**Exercise task:**
Exactly reproduce the lines beginning with the line that includes "the bare soil" and ending with the last line of the data.

------------------------------

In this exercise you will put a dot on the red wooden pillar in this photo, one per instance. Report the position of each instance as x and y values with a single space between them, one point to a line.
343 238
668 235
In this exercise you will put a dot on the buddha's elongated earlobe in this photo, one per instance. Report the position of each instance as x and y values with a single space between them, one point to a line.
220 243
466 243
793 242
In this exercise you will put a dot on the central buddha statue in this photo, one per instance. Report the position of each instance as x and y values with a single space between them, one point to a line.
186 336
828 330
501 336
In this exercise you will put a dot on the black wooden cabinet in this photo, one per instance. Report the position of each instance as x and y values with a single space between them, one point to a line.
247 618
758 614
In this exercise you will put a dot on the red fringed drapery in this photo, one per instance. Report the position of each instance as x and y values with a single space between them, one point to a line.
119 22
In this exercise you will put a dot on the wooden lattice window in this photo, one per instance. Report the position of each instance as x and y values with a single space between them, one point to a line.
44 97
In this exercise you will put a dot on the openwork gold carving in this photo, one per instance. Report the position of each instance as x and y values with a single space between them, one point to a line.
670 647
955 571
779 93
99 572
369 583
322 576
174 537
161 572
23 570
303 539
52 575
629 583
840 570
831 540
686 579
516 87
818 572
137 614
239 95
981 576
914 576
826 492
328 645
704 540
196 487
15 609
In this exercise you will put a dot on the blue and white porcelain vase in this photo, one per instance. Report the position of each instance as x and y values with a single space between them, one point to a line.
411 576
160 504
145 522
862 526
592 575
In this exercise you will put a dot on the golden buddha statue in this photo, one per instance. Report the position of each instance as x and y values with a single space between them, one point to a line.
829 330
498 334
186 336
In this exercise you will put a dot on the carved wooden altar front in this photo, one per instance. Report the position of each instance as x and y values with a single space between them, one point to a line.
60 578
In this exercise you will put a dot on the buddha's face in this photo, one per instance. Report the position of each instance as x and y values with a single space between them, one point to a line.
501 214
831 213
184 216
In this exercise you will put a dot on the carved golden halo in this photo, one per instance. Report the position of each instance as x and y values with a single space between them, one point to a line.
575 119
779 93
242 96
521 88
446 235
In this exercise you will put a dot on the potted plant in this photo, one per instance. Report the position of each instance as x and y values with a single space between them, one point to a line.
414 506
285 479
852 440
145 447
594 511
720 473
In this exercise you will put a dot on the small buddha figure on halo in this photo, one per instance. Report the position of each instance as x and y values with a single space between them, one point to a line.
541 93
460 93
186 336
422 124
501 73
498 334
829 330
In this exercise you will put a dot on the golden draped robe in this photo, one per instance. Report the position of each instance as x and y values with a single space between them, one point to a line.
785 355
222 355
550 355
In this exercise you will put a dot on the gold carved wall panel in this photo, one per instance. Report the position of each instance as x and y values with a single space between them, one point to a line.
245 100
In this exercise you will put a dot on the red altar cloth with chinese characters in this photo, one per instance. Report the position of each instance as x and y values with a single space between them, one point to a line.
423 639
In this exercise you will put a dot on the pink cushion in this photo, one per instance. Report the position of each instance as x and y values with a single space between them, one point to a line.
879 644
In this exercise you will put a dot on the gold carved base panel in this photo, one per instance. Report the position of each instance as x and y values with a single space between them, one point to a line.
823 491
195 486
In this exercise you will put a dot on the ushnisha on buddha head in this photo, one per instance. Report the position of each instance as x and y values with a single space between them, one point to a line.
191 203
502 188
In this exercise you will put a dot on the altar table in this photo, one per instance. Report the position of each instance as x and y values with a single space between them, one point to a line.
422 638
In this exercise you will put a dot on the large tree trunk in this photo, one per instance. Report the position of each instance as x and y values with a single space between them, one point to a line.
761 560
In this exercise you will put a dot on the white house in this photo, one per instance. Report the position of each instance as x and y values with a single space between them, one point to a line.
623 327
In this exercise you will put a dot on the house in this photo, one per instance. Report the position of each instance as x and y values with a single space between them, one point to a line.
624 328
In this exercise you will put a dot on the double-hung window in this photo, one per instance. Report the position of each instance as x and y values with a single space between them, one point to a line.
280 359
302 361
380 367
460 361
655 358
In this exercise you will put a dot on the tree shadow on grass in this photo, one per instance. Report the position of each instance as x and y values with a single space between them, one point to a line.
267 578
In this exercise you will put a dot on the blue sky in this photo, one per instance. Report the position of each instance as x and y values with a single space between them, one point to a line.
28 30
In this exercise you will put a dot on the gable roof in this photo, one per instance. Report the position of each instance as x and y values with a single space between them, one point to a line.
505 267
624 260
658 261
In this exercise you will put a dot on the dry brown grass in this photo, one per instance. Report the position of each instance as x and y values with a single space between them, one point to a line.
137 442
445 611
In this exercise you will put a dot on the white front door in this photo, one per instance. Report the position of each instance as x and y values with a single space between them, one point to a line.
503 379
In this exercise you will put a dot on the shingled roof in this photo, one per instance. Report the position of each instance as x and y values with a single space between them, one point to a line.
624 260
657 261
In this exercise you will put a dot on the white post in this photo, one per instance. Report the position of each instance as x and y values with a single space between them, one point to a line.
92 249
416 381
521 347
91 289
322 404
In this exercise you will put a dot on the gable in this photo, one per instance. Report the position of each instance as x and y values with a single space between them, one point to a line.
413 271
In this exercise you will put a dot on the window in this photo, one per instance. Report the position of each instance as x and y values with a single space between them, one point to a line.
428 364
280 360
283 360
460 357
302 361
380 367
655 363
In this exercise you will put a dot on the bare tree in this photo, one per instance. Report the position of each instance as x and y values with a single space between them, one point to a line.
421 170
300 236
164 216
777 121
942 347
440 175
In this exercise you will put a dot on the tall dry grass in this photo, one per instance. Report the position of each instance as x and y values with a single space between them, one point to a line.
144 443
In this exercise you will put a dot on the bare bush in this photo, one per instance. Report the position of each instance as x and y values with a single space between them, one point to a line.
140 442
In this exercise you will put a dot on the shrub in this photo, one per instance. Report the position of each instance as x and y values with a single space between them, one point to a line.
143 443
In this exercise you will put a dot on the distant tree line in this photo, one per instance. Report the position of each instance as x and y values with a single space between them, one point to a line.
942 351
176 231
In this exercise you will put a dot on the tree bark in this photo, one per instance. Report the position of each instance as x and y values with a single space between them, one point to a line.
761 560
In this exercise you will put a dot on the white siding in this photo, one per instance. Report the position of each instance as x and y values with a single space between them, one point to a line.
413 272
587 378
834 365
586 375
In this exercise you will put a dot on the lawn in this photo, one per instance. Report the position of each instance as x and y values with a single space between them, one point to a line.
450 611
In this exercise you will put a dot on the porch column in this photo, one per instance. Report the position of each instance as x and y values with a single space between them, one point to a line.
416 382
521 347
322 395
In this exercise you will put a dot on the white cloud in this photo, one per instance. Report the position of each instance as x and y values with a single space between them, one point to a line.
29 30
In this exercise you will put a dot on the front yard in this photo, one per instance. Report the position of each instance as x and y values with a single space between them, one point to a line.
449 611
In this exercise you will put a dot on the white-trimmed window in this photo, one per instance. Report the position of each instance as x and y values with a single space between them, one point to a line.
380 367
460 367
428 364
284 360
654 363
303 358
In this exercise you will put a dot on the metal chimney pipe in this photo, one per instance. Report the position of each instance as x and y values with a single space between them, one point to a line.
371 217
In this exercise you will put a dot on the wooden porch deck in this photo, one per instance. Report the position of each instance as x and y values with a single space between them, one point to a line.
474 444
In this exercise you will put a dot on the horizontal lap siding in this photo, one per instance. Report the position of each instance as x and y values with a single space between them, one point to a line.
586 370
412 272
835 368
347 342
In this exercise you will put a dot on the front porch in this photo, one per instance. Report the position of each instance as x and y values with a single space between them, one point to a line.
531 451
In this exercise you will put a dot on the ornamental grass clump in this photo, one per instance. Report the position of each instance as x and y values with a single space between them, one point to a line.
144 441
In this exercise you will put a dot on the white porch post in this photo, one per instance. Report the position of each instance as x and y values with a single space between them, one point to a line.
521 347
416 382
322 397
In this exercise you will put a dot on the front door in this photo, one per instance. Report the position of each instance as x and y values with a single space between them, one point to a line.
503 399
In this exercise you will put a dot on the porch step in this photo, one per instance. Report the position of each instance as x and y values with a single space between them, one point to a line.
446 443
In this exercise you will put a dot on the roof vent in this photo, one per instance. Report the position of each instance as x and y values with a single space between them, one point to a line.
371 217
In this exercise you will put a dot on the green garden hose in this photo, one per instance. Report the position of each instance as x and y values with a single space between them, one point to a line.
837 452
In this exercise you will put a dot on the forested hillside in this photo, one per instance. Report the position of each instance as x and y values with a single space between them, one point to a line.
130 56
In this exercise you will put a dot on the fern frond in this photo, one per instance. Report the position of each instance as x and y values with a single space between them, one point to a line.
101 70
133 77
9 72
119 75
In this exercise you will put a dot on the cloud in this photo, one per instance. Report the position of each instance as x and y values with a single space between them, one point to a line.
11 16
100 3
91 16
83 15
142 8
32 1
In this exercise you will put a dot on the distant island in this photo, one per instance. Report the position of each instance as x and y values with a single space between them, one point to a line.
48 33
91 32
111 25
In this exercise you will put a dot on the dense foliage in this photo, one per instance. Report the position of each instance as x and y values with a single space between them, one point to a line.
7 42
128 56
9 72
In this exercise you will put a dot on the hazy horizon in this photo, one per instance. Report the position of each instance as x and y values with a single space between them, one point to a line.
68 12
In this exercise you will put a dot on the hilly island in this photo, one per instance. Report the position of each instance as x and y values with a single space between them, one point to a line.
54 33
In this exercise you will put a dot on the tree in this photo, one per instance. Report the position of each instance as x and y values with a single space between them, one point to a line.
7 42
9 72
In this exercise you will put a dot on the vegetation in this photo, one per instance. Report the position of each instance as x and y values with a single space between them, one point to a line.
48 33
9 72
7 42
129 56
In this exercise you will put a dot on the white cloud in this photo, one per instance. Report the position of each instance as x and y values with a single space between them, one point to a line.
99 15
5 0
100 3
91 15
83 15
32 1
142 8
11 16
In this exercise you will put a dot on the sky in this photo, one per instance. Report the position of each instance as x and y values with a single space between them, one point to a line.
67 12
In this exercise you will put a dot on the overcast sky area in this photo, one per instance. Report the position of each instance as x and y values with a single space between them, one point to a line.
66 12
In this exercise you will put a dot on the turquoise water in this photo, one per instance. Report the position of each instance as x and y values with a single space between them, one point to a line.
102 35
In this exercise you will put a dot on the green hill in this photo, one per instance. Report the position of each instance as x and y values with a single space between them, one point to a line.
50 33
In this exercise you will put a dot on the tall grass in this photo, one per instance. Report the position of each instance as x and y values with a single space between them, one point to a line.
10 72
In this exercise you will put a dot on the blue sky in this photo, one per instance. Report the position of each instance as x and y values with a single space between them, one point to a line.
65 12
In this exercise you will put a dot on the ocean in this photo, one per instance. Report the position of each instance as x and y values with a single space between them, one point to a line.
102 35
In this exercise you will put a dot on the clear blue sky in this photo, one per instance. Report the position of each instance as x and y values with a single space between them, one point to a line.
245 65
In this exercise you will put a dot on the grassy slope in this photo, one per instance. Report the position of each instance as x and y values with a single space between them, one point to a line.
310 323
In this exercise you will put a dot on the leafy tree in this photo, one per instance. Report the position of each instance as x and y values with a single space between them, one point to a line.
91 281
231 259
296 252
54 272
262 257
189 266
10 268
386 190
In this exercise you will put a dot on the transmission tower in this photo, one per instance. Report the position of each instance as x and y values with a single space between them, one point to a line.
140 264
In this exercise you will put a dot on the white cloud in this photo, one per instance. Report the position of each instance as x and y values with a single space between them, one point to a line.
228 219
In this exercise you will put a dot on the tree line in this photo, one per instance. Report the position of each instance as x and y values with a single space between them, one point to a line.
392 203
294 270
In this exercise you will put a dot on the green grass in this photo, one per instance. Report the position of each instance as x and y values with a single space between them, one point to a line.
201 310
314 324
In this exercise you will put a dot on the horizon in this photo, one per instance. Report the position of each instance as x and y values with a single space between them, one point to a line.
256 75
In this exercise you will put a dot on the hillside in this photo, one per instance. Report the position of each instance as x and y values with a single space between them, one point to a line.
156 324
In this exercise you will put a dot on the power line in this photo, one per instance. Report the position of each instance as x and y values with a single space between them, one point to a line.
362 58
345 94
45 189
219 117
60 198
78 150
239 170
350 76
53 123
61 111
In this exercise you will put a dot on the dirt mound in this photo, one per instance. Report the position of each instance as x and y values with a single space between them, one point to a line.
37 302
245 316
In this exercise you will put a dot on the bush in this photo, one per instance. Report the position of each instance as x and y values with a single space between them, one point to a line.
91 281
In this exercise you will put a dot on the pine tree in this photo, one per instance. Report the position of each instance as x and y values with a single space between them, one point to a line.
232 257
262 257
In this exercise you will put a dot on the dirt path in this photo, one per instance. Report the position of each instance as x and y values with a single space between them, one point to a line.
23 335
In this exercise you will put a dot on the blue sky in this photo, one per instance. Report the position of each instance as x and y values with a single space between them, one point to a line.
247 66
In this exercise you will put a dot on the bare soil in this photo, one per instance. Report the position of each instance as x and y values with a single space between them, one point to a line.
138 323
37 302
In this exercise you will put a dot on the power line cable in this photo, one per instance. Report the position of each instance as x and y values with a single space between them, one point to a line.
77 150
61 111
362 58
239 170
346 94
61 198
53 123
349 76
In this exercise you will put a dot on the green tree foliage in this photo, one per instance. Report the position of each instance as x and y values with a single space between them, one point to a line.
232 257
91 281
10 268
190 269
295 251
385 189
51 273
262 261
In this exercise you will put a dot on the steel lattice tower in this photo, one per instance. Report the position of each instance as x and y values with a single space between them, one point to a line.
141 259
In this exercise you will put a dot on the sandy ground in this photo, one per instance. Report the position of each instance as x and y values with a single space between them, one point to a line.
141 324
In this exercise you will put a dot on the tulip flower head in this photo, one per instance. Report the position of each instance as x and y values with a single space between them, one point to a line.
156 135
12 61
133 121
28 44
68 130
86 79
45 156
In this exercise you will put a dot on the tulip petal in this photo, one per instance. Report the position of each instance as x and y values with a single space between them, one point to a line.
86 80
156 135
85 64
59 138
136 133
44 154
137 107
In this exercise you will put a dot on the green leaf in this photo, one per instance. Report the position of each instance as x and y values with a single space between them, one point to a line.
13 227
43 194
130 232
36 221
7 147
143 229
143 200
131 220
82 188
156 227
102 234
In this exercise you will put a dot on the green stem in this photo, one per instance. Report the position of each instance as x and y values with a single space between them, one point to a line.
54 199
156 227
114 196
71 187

------------------------------

**The response:**
In this exercise you will put a dot on the bare soil in this photo, one per instance. Report the position of each instance as x and y values with a single space between them, one point to a line.
138 323
37 302
In this exercise you will put a dot on the power line cable in this photo, one per instance. Report the position of each instance as x and y values with a single space between them, one point to a line.
77 150
61 111
362 58
239 170
346 94
61 198
53 123
349 76
In this exercise you will put a dot on the green tree foliage in this photo, one per instance. Report the position of each instance as x and y values with a single space between them, one point to a line.
232 257
91 281
10 268
190 269
295 251
385 189
51 273
262 261
In this exercise you will put a dot on the steel lattice tower in this photo, one per instance. Report the position of each instance as x and y values with a single space between them, one point to a line.
141 259
In this exercise you will put a dot on the sandy ground in this photo, one per instance. Report the position of each instance as x and y values with a single space between them, one point to a line.
141 324
In this exercise you will put a dot on the tulip flower head in this photo, one per instance. Report the position of each instance as x and y values with a single space between them, one point to a line.
156 135
12 61
133 121
28 44
68 130
86 79
45 156
In this exercise you will put a dot on the tulip petal in this photo, one per instance. Report the position of each instance as x and y values with a single space between them, one point to a line.
86 80
156 135
85 64
59 138
136 133
44 154
137 107
In this exercise you will put a dot on the green leaf in this photo, one per instance. Report the position of each instance as x and y values with a single space between them, one point to a line.
13 227
43 194
130 232
36 221
7 147
143 229
143 200
131 220
82 188
156 227
102 234
In this exercise you will put a dot on the green stem in this photo, one per instance. Report the position of each instance as x and y values with a single space between them, one point to a line.
54 199
156 227
114 196
71 187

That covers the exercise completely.